▸ **TRECHO PARA LEITURA**
··········

Diário do Comércio, 20 de julho de 2010

Na opinião do sr. Hugo Chávez, que com leves diferenças de nuance é a mesma do nosso governo e da nossa mídia, as Farc, que assaltam, seqüestram e matam a granel, não são uma organização terrorista de maneira alguma; terrorista é a TFP, que nunca matou um mosquito nem sugeriu o roubo de uma azeitona.

Quando lhes digo que o traço essencial e permanente da mentalidade revolucionária é a inversão psicótica, não estou brincando, nem exagerando, nem fazendo figura de retórica: estou apontando um dos fatos mais bem documentados da história cultural dos últimos séculos – um fato que pode ser verificado tanto nas estruturas gerais do pensamento revolucionário quanto nas atitudes práticas e até nos detalhes de linguagem de seus representantes mais notórios.

Quando o sr. Luís Inácio Lula da Silva se recusa a dizer uma palavrinha em favor de um preso político cubano em greve de fome, alegando escrúpulos de interferir nos assuntos internos de uma nação estrangeira, ao mesmo tempo que ajuda a reintroduzir no território hondurenho um presidente banido e se gaba de ter metido gostosamente o bedelho do Foro de São Paulo nos plebiscitos venezuelanos, ele ultrapassa os limites da mentira política normal, que no mínimo respeita um pouco o senso do verossímil: ele entra com as quatro patas no campo da inversão psicótica, chocando a platéia ao ponto de idiotizá-la, dessensibilizando-a para o absurdo do que está ouvindo.

Embora esse modo de falar possa se consolidar como vício ao ponto de seu próprio usuário se tornar insensível à maldade que pratica quando o emprega, na verdade ele se originou como uma técnica psicológica muito bem elaborada. Denomino-a “impressão paradoxal”, embora na bibliografia seja citada também com outros nomes, como “dissonância cognitiva” ou “psicose informática”. Georges Ivanovitch Gurdjieff, o maior gênio do charlatanismo esotérico, usava esse tipo de discurso para estontear seus discípulos e reduzi-los a uma obediência canina. Por exemplo, ele mobilizava todo o arsenal lógico do materialismo científico para persuadi-los de que eram apenas máquinas, de que não tinham alma nenhuma, e em seguida afirmava, com a maior seriedade, que poderiam adquirir uma alma… mediante uma certa quantia em dinheiro.

··········

▸ **EXERCÍCIO PROPOSTO A**
Mostre todas as linhas das entradas em que aparece a palavra "protection".

▸ **ENTRADAS DE DADOS**
··········

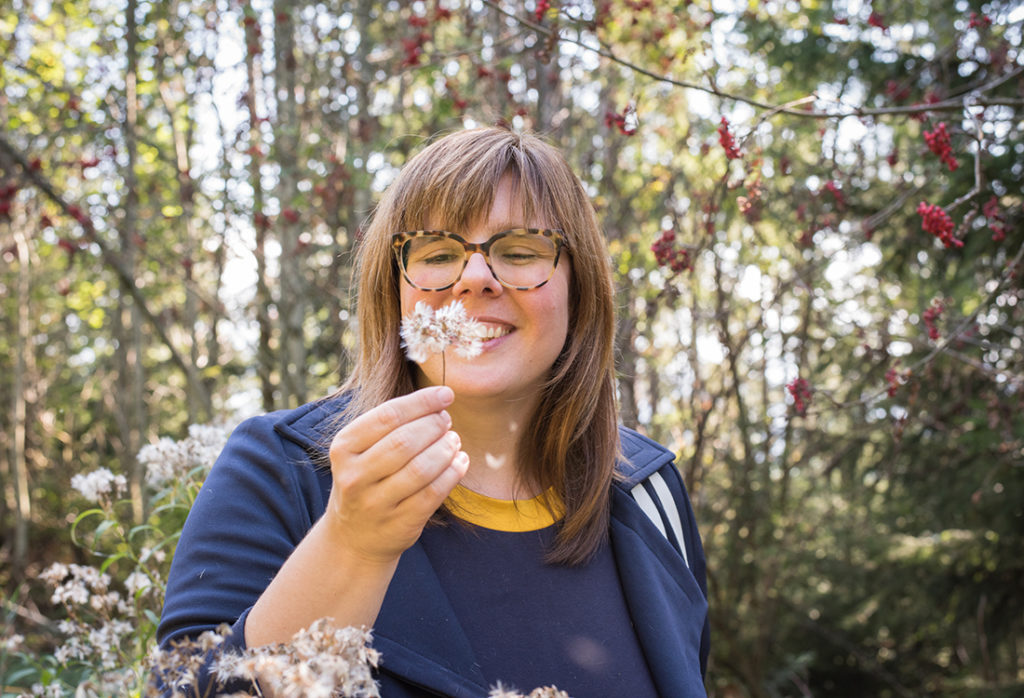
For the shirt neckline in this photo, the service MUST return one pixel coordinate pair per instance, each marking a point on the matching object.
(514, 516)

··········

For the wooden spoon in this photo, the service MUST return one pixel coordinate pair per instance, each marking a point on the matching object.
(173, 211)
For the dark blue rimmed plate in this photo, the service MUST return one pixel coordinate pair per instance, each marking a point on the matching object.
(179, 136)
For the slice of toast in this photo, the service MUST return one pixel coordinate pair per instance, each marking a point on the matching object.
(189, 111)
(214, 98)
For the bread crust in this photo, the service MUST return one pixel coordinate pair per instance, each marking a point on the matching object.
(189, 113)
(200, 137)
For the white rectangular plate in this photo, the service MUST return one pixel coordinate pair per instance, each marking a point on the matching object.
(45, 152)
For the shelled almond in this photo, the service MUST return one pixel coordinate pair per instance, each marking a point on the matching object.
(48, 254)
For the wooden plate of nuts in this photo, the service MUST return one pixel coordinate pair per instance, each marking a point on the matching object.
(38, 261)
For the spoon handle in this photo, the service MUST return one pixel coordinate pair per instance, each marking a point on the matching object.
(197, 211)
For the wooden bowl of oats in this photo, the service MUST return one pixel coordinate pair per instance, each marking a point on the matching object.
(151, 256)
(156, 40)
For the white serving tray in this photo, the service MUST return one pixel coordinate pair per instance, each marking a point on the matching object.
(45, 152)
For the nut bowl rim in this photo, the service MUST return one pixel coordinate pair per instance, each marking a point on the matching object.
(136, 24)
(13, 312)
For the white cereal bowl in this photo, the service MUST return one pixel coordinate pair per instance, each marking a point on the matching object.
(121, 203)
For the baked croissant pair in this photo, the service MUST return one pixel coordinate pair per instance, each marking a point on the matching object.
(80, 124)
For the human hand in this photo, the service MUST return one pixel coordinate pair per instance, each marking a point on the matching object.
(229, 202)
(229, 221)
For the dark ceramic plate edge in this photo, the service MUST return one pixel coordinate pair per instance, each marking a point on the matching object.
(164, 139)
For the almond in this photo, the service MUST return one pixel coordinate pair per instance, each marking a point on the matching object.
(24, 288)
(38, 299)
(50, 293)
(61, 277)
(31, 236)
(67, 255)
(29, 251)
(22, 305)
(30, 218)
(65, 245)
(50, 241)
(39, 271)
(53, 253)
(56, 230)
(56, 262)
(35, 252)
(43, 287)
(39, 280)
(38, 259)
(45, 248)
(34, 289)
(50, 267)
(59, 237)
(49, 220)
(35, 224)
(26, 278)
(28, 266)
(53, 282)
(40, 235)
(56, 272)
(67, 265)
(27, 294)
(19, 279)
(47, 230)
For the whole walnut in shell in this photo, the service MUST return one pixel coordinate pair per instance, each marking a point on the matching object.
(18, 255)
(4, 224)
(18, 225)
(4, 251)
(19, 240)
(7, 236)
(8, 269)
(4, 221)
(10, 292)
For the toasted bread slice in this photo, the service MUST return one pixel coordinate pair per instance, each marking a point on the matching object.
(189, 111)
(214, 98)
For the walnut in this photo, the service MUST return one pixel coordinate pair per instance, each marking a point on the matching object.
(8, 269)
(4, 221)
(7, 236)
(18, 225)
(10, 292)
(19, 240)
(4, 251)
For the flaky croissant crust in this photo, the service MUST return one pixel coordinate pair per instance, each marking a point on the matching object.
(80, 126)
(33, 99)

··········

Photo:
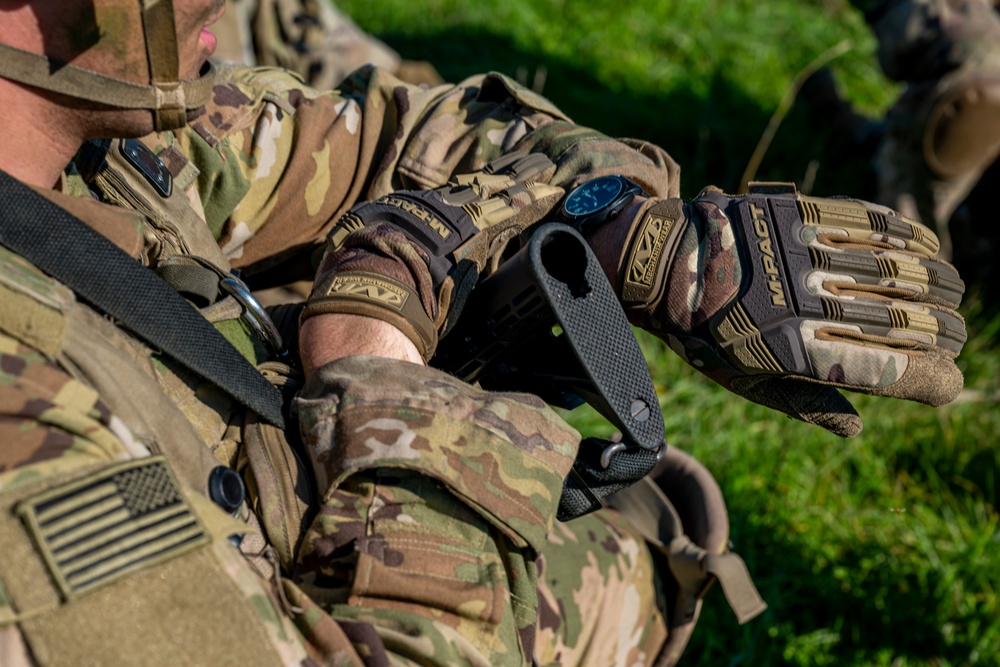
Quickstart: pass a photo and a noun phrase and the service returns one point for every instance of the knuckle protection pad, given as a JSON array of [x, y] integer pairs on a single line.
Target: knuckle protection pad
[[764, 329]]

··········

▸ **EXERCÍCIO PROPOSTO B**
Duplique sem alterações a passagem do trecho para leitura que começa em "Quando o sr." e termina em "que está ouvindo.".

▸ **RESPOSTA CORRETA A**
Quickstart: pass a photo and a noun phrase and the service returns one point for every instance of the knuckle protection pad, given as a JSON array of [x, y] integer pairs on a single line.
Target: knuckle protection pad

▸ **RESPOSTA CORRETA B**
Quando o sr. Luís Inácio Lula da Silva se recusa a dizer uma palavrinha em favor de um preso político cubano em greve de fome, alegando escrúpulos de interferir nos assuntos internos de uma nação estrangeira, ao mesmo tempo que ajuda a reintroduzir no território hondurenho um presidente banido e se gaba de ter metido gostosamente o bedelho do Foro de São Paulo nos plebiscitos venezuelanos, ele ultrapassa os limites da mentira política normal, que no mínimo respeita um pouco o senso do verossímil: ele entra com as quatro patas no campo da inversão psicótica, chocando a platéia ao ponto de idiotizá-la, dessensibilizando-a para o absurdo do que está ouvindo.